From the line containing "QA check: does the solar panel array" to the final line of the listing, restate each line word for word and add nothing.
--*--
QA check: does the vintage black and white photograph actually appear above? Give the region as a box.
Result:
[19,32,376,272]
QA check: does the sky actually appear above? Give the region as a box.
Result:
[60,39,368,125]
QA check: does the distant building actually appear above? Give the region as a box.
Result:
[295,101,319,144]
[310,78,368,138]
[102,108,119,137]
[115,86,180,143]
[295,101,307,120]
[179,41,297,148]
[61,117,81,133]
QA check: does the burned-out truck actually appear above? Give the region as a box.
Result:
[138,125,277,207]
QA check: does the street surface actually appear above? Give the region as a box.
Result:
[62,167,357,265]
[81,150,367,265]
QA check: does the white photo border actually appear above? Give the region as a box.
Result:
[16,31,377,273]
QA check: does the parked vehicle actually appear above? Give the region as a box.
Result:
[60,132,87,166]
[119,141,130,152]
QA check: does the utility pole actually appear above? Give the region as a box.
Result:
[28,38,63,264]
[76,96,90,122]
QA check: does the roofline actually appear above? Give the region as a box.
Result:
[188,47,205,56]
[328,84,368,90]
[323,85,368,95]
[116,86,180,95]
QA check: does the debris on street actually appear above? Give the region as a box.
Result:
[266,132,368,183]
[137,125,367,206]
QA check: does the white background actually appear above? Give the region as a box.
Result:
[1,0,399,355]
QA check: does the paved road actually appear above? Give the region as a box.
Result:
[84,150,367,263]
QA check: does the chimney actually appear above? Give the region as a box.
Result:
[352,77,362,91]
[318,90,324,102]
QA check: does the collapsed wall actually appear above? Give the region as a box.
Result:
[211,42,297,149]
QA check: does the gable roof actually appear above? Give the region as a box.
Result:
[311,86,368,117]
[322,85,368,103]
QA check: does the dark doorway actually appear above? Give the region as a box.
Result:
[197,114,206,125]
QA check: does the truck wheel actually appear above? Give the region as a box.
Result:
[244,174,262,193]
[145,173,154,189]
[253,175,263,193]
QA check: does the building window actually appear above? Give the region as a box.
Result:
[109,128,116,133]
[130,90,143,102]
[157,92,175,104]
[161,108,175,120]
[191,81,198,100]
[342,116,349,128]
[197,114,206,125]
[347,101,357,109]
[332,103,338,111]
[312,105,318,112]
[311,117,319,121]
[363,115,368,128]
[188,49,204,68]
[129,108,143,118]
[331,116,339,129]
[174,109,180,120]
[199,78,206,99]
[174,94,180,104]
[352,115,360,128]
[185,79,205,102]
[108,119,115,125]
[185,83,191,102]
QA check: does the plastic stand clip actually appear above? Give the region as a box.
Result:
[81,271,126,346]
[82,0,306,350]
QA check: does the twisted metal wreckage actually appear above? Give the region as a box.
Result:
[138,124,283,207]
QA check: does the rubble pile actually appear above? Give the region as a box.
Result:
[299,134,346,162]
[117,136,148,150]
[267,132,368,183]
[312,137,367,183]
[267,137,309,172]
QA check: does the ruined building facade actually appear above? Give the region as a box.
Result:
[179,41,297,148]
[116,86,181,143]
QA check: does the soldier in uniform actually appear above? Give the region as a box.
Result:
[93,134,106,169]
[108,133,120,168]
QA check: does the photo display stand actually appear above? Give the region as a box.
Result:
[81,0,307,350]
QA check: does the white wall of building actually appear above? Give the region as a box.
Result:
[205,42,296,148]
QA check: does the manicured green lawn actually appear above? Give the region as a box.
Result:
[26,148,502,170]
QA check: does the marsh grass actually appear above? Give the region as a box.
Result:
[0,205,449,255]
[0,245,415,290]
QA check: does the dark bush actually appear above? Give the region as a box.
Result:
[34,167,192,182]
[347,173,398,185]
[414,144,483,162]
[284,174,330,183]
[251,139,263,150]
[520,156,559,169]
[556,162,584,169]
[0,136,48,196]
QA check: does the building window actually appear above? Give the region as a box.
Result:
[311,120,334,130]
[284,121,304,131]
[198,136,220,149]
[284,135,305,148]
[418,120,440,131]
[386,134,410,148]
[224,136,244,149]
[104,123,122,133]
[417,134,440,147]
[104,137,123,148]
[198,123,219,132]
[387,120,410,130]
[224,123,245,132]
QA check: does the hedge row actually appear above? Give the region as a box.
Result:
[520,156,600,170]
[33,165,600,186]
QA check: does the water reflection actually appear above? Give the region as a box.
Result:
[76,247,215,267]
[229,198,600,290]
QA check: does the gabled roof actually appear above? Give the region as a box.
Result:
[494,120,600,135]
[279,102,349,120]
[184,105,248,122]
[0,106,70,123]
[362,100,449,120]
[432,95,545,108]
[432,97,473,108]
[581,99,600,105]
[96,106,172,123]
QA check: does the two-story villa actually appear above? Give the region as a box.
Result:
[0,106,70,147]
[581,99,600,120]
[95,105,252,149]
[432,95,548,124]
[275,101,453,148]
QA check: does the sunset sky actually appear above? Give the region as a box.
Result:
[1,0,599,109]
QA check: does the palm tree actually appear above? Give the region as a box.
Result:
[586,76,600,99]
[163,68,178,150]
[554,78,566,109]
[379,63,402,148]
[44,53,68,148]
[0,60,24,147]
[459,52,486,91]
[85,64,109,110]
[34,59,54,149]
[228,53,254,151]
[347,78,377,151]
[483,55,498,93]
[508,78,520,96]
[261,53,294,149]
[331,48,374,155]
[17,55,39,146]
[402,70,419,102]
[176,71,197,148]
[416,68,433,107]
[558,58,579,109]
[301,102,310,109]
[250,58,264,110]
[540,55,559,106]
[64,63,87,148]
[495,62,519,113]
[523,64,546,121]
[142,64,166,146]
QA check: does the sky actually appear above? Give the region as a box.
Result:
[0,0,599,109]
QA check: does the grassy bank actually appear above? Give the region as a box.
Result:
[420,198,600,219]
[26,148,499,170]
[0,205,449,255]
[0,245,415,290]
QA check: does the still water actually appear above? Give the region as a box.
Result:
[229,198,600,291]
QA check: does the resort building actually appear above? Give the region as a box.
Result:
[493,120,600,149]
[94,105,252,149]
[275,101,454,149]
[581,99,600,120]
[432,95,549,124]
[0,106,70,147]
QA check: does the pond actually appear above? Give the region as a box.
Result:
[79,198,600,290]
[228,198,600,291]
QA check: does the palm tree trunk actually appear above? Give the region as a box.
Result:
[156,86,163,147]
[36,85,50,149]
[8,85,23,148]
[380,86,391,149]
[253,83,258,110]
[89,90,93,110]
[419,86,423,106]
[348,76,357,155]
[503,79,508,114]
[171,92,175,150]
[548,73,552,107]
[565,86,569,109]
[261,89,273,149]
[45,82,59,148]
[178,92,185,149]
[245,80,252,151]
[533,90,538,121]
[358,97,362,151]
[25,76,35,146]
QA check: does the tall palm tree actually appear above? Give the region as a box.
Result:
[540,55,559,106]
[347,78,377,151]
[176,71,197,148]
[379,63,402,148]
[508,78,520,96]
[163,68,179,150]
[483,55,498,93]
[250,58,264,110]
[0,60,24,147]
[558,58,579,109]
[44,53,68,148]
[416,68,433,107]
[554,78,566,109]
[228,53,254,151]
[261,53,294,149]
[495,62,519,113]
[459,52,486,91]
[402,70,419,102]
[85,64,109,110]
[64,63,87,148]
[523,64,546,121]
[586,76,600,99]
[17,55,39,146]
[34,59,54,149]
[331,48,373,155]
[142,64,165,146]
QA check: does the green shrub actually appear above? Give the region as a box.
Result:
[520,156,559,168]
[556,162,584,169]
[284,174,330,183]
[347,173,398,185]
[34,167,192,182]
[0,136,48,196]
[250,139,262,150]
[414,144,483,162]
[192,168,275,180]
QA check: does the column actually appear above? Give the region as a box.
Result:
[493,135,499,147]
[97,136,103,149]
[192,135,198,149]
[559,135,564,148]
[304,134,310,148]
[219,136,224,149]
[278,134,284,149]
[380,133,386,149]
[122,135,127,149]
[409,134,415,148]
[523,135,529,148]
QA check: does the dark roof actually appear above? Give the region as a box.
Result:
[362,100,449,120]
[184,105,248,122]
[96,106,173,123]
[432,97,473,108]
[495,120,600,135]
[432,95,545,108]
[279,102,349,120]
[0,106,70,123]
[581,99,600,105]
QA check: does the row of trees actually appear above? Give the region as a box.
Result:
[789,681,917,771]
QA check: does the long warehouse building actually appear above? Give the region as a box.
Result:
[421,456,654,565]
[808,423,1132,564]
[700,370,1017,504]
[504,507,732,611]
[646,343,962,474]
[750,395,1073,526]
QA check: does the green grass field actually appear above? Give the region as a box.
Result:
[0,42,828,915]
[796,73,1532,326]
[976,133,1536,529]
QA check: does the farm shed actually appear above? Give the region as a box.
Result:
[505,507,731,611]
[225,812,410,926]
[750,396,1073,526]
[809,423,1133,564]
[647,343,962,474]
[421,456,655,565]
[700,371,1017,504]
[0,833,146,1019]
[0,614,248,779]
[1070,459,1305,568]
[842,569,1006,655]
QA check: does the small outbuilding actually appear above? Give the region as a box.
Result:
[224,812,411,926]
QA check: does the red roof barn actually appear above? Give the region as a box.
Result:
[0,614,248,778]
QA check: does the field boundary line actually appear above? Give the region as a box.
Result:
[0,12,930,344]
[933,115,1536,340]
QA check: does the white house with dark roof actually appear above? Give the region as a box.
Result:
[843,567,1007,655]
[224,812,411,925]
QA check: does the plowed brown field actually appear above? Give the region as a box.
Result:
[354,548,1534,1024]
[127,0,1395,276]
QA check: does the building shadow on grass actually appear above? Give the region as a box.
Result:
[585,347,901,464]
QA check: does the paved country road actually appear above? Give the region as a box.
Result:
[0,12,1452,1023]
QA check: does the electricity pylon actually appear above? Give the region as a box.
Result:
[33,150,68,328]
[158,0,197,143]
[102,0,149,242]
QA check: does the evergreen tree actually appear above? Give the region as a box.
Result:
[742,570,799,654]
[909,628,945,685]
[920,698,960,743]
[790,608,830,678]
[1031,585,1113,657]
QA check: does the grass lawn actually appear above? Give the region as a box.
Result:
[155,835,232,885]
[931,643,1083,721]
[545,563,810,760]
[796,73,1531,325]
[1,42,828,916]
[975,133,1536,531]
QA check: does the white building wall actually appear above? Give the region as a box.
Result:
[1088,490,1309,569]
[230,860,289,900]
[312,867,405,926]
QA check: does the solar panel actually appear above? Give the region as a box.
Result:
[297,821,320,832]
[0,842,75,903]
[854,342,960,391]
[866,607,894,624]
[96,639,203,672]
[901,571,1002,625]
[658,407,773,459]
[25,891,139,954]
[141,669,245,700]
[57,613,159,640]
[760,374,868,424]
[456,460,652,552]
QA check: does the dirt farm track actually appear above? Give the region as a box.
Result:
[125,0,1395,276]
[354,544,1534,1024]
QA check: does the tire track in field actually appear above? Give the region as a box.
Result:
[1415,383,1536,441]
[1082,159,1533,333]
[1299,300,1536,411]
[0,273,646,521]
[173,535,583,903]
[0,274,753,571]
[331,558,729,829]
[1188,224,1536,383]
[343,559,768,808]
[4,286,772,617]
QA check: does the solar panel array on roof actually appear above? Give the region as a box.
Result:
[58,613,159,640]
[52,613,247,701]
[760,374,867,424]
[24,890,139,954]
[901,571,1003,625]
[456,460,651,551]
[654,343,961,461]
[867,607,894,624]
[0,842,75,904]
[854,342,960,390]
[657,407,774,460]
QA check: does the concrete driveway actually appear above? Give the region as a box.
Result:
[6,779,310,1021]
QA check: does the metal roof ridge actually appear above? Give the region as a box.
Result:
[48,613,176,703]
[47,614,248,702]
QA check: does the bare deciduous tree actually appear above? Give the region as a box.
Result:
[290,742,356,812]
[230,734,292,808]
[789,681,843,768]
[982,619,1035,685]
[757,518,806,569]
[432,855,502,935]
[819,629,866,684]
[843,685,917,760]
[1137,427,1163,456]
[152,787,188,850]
--*--
→ **ANSWER SECTION**
QA check: does the solar panel array on roof actually appear above? Give the region as a box.
Result:
[58,613,159,640]
[52,613,247,701]
[760,374,867,424]
[24,890,139,954]
[901,571,1003,625]
[456,460,651,551]
[654,343,961,461]
[867,607,894,624]
[0,842,75,904]
[854,342,960,390]
[657,407,774,460]
QA check: does the concrete driveway actually appear above? Give the region as a box.
Result:
[6,779,310,1021]
QA check: does the metal roof ridge actually appear above? Give the region as a box.
Result:
[48,613,176,703]
[47,614,248,702]
QA check: does the bare deciduous tree actually appear above? Give the region as a box.
Result:
[290,742,356,812]
[230,734,292,808]
[789,681,843,768]
[982,619,1035,685]
[757,518,806,569]
[432,855,502,935]
[819,629,866,684]
[843,685,917,760]
[1137,427,1163,456]
[152,787,188,850]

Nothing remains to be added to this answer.